Text:
:::::
Thursday, August 18, 2011

Making the Most of Melon: Watermelon Rind Pickles

A melon – especially a watermelon – often seems like a mountainous task. Even before it's cut open, the plotting to use it up begins: How much melon can I eat on my own? Who can I get to help me eat it? Can I do anything else with it? Really, how much melon can I eat?

If you're asking that question nutritionally, the answer is quite a lot. Not only is it roughly 90% water, but, per pound (~3 cups, several slices), it contains about 130 calories, 60% of the RDA of Vitamin C, 50% of Vitamin A, and a wealth of antioxidant and anticancer compounds (read more about watermelon nutrition). Cantaloupe is even more of a nutritional powerhouse. Also, they're tasty and refreshing and go down real smooth.

Most of the time, they're really big though.

What do you do after the first 3 slices? Increasingly, I'm seeing more varied uses of it as an ingredient, from grilled watermelon dishes to savory cold salads to its inclusion in stir-fries, SE Asia-style, and it's really exciting! If I get a chance to photograph it, I will post my recipe for black bean and watermelon salad, one of my favorite uses for old watermelon that's picked up some weird fridge taste.

But here's one more incentive to finish eating the beast: you get to make watermelon rind pickles.

I'd been thinking about it when a friend said she had designs on making them, inspired by a favorite memory of a boarder her family had in the summers when she was younger. Every watermelon was accompanied by the ritual of passing back the rinds to be trimmed and stored for pickling. Before you're grossed out by the use of chomped-down rinds, remember that not only is that part trimmed off, but it is subsequently salted, boiled and soaked in vinegar. It will be as free of germs as the surface of the moon, and significantly tastier. I won't be offended if you prefer to cut the melon off the rinds first, though. A big bowl of melon chunks in the fridge is a great snack.
:::::
(Dataset entries)
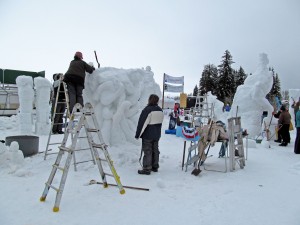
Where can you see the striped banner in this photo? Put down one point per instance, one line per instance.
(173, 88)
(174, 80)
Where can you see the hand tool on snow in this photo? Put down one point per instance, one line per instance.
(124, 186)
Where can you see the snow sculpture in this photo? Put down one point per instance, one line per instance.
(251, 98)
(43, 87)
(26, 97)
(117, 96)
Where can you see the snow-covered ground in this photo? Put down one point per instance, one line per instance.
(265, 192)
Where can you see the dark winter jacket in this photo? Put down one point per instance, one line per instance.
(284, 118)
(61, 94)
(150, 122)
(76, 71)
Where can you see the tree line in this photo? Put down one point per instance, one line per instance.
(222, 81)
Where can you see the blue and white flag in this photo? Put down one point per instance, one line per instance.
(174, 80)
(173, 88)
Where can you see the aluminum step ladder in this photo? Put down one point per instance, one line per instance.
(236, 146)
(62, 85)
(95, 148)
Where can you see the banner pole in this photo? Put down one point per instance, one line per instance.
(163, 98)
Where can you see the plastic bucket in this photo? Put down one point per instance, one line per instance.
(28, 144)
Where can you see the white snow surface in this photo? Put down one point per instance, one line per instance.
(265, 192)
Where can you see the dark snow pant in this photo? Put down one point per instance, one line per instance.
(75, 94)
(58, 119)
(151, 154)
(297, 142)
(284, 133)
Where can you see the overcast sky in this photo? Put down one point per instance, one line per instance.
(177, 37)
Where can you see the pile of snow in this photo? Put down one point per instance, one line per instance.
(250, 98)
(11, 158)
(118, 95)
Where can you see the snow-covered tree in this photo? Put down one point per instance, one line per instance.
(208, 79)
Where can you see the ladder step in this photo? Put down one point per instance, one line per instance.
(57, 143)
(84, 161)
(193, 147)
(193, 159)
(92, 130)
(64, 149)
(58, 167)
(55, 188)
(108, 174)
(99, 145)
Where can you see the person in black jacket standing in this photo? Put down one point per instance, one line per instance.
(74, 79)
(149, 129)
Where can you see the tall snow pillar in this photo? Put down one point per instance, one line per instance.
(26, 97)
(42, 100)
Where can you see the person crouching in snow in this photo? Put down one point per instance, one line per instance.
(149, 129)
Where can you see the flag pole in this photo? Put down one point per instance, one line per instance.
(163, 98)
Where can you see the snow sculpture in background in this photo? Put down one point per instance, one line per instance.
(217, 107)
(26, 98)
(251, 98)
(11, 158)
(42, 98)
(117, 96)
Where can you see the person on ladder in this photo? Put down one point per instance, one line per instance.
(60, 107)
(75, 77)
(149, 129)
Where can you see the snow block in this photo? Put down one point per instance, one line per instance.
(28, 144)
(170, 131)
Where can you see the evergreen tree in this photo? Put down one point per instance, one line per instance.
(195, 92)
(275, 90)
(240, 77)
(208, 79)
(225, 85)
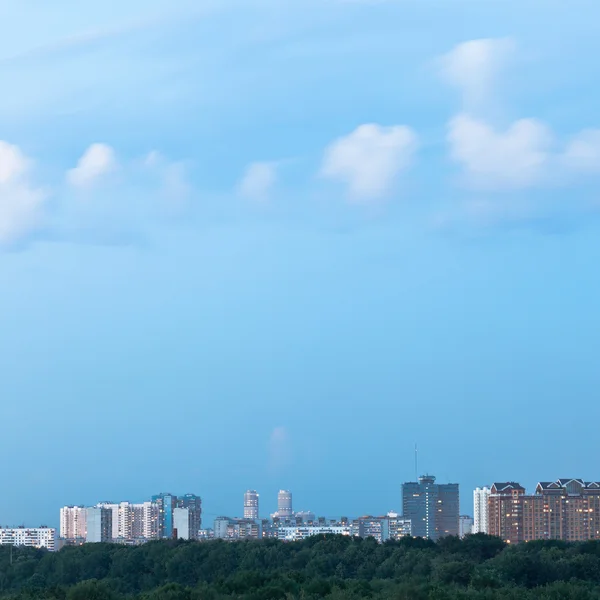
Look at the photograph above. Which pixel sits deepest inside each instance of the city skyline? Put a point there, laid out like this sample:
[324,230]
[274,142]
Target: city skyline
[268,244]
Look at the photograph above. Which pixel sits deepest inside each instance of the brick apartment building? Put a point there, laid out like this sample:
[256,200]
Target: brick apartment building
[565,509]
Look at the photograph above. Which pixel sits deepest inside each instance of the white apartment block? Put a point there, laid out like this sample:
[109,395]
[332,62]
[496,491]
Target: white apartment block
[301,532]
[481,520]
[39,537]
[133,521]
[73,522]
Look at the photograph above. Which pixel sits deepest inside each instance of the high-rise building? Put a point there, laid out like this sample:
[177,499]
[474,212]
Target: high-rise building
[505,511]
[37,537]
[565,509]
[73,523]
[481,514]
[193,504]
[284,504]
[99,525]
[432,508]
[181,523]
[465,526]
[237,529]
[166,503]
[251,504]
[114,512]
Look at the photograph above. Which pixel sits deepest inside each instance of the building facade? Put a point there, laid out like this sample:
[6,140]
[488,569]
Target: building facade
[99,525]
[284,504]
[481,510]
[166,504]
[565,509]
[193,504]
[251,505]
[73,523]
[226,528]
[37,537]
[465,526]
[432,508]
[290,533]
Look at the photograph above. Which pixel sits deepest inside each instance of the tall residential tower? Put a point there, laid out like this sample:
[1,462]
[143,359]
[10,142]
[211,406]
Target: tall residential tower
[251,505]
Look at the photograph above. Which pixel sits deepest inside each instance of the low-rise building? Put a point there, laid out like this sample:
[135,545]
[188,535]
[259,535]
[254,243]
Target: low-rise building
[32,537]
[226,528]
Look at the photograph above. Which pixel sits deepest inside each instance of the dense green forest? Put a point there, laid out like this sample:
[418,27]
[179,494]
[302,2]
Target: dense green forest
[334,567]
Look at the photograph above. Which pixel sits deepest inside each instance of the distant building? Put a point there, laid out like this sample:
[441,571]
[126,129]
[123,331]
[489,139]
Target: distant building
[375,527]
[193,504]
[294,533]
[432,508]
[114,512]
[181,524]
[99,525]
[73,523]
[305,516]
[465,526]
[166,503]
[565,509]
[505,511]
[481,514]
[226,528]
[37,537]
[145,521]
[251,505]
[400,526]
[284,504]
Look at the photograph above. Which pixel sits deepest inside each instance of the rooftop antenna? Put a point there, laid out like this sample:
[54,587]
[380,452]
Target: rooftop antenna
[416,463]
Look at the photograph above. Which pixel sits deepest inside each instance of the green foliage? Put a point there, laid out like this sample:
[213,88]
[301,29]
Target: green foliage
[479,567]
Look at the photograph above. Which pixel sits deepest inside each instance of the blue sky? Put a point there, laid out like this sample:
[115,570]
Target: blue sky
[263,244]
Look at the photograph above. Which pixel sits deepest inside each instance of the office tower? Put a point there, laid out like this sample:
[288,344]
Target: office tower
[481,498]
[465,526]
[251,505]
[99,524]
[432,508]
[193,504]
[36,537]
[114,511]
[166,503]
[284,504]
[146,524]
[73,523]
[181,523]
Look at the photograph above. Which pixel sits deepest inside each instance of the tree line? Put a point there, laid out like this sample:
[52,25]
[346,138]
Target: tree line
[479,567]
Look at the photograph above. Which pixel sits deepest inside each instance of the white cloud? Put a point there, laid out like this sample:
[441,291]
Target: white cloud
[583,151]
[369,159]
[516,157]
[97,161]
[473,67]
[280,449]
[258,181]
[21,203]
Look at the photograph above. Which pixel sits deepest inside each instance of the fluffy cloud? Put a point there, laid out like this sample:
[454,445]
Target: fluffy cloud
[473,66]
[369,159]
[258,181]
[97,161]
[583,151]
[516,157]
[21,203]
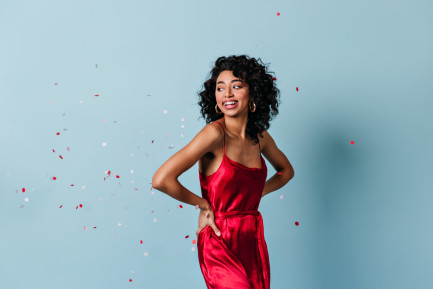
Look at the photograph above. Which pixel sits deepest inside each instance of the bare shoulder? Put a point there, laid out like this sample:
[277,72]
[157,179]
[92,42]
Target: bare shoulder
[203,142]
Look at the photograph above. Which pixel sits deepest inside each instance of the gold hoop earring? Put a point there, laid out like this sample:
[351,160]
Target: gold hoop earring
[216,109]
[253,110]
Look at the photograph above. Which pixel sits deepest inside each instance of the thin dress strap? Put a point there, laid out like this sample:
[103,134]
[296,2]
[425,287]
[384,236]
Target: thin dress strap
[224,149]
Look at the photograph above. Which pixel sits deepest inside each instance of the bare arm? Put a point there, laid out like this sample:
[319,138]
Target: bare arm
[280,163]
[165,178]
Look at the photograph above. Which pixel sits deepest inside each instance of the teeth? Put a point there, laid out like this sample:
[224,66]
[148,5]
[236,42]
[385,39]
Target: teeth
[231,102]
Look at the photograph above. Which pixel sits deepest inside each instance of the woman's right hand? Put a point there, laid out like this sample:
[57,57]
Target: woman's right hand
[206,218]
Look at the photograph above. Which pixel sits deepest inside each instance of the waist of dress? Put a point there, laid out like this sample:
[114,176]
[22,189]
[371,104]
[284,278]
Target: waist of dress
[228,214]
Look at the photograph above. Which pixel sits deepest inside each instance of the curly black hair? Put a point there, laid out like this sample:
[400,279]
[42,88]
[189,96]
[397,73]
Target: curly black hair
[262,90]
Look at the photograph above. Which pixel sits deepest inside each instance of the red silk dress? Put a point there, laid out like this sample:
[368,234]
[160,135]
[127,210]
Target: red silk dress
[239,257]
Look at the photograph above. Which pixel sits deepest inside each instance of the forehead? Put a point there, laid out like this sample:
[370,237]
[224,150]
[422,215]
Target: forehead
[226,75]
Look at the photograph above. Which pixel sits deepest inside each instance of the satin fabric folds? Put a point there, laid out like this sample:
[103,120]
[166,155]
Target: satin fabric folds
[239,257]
:::::
Task 1: Transcribe the watermelon rind pickle post, beginning at the words "What do you" and stopping after "weird fridge taste.".
Task 2: Go on with the watermelon rind pickle post, picking up right after its last sentence.
The listing has no role in this work.

Expected output 1:
What do you do after the first 3 slices? Increasingly, I'm seeing more varied uses of it as an ingredient, from grilled watermelon dishes to savory cold salads to its inclusion in stir-fries, SE Asia-style, and it's really exciting! If I get a chance to photograph it, I will post my recipe for black bean and watermelon salad, one of my favorite uses for old watermelon that's picked up some weird fridge taste.

Expected output 2:
Which brings us to the process, in 5 easy steps, including eating the watermelon on both ends:
  1. Eat watermelon (save rind).
  2. Salt rind.
  3. Boil rind.
  4. Brine rind.
  5. Eat watermelon.
As an extra added bonus, we found that the leftover brine made a killer drink, just this side of a Dark & Stormy, when paired with dark rum and seltzer, which has yet to be named.

    Watermelon Rind Pickles

    Vegan, grain/gluten-free
    Makes ~3 pints of pickles

    Salt Soak:
  • 2 qts watermelon rinds, trimmed and cut into 1" chunks
  • 1½ qts water
  • ½ c. salt

  • The Brine:
  • 5 c. sugar (we split 3 c. white, 2 c. brown)
  • 3 c. water
  • 3 c. white or cider vinegar
  • 6-8 sticks cinnamon
  • 1 Tblsp. whole cloves
  • 1 Tblsp. whole allspice berries
  • Thumb-sized piece of ginger, cut into thin sticks.

  • The Rest:
  • 1 lemon, halved, thinly sliced and seeded
  • 1 orange, prepared as lemon
  • 3 one-pint glass canning jars with lids
Trim rinds by cutting off green edge and chomped-down rim and cut into 1" chunks. Soak the watermelon in saltwater overnight or at least 6-8 hours in a 2+ gal. stockpot.

Drain through colander and rinse well in cool water. Return to stockpot, add water to cover and set to boil for ~15 min, or until fork-tender.

Meanwhile, prepare brine in a 4 qt or larger saucepan. Drain the rind pieces, then return to stockpot and add brine and citrus slices. Cover and let stand overnight, or at least 6-8 hours.

Pickles are now ready for canning. Bring them back up to a simmer, and boil a water bath to sterilize jars. Into each sterilized jar, scoop the rind/citrus with a slotted spoon until mostly full, then top up with brine to the base of the mouth. When all pickles are scooped out, process jars in a water bath for 10-15 minutes. Don't forget to stick something like a vegetable steamer in the bottom of the pot so the glass doesn't touch the bottom. Otherwise you run the risk of cracking the bottom out. If this happens, those jars make neat candle-holders. Not that I've ever done that before.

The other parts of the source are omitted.